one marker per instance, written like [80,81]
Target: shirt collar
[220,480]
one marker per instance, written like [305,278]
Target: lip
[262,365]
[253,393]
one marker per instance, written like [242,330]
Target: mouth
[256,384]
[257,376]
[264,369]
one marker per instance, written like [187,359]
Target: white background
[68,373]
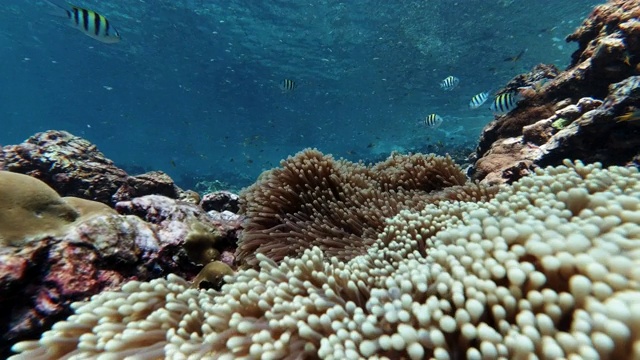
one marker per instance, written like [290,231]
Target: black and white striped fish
[287,85]
[449,83]
[505,102]
[90,23]
[433,120]
[478,99]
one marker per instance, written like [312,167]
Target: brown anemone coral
[548,269]
[339,206]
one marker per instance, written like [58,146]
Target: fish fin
[57,9]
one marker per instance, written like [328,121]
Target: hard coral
[546,269]
[314,200]
[29,207]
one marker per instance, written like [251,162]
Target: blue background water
[193,87]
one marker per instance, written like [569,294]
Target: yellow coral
[547,269]
[29,207]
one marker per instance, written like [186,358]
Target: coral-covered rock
[74,167]
[153,182]
[209,234]
[565,117]
[28,208]
[77,248]
[221,201]
[69,164]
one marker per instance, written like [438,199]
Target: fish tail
[57,9]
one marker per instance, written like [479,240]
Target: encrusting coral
[547,269]
[340,206]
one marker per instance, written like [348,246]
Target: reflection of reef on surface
[573,115]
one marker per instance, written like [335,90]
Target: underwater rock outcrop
[573,114]
[73,166]
[58,250]
[546,269]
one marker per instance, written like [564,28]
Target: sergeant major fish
[478,99]
[449,83]
[505,102]
[287,85]
[89,22]
[433,120]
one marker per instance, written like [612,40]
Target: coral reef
[546,269]
[339,206]
[221,201]
[29,207]
[573,114]
[74,167]
[55,251]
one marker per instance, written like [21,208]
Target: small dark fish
[505,102]
[633,115]
[433,121]
[517,57]
[287,85]
[478,99]
[90,23]
[449,83]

» **Exercise**
Exact lines only, please. Repeat everything from the top of the records through the line containing "one marker per instance, written like [328,121]", both ends in and pictures out.

» **Task solution**
one marker per instance, written like [80,81]
Target: shirt collar
[220,480]
one marker per instance, written like [305,278]
Target: lip
[262,365]
[253,393]
one marker per instance, written like [242,330]
Target: mouth
[256,384]
[257,376]
[264,369]
one marker per instance, written like [187,359]
Target: white background
[68,373]
one marker per instance, written like [290,231]
Target: black and white striped fish
[287,85]
[449,83]
[505,102]
[90,23]
[433,120]
[478,99]
one marker per instance, written like [312,167]
Target: brown anemone coral
[548,269]
[339,206]
one marker per instance, written like [58,146]
Target: fish fin
[57,9]
one marker per instance, written like [328,121]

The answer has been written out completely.